Germaine Greer – More Change, More the Same?

Germaine Greer’s recent opinions published in The Guardian have generated such vehement discussions in pages. I thought I’d review her introduction to her 30-year old book on women artists entitled The Obstacle Race. 1979.

She begins by noting that in Paris in 1906 and again 75 years later in Los Angeles, overview exhibitions of women artists took place. But they did not apparently recognize the talents of most of the same artists. It is Greer’s theory that each exhibition was not aiming to tell the full and true story.


The following paintings are by two little know artists today but to whom Greer introduces us.




This beautiful painting by Sibylla deBondorff is entitled St. Francis Kneeling at Prayer, 1478. What else did she paint? Recognize the name?




Then there is Maria van Oosterwijk, b. 1630, who at 28 went to Antwerp to study flower painting and whose patrons included Louis XIV, Emperor Leopold, William III of England and Jan Sobieski. She became well known in her time for..sunflowers…now rarely seen.

Men are not the only consumers of art nor are they the only art historians Greer reminds us women. She states that women have not been adequately vocal in promoting their cause as artists in order to develop strong value for their artworks. (Such an uphill battle while bringing home the bacon, cooking it up in the pan, etc., etc.)

Today’s question- is this still true?

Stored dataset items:

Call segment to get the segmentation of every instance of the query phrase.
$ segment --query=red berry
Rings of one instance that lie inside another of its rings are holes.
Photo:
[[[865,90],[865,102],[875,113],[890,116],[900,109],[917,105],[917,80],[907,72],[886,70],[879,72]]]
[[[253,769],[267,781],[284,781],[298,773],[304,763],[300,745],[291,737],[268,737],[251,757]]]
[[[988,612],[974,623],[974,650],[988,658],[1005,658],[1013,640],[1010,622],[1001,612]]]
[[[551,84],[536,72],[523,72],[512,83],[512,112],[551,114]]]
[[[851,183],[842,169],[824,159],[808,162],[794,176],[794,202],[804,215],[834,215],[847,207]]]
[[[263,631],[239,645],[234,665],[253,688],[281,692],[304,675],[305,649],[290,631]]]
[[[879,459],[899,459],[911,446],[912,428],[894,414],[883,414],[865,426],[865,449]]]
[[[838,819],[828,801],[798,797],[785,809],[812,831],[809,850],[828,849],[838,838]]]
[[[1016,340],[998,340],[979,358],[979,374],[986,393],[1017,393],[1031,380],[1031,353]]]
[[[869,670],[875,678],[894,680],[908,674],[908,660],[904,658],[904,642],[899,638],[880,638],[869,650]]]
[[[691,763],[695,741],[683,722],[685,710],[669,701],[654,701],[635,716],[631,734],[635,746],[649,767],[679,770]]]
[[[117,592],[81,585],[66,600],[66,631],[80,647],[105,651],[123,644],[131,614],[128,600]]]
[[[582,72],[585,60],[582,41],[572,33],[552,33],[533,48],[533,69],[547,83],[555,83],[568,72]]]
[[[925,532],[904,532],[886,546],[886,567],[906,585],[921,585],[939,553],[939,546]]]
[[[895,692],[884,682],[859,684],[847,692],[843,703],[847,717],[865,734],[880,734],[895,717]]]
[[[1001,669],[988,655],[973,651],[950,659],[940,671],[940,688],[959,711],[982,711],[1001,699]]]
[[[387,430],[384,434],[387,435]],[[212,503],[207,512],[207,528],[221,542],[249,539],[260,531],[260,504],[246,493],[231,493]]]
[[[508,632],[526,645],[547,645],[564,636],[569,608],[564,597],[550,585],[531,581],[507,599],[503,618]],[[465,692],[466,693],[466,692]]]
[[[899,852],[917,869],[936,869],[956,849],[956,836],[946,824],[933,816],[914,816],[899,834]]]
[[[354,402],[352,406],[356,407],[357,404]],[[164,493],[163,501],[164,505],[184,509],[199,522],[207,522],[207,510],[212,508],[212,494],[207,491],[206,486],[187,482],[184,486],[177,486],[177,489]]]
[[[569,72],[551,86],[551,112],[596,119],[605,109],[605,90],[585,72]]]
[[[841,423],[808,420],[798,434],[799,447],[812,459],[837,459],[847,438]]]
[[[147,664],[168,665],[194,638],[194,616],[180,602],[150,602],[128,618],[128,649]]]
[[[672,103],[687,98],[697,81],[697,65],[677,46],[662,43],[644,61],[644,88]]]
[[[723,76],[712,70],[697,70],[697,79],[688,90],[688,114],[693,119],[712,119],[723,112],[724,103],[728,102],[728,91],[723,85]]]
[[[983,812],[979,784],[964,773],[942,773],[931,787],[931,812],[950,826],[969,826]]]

» **EXERCISE DETAILS**
Copy word for word the stretch of the Germaine Greer post above that begins with the words containing "Then there is" and ends with "for..sunflowers…now rarely seen.".

» **FINAL ANSWER**
Then there is Maria van Oosterwijk, b. 1630, who at 28 went to Antwerp to study flower painting and whose patrons included Louis XIV, Emperor Leopold, William III of England and Jan Sobieski. She became well known in her time for..sunflowers…now rarely seen.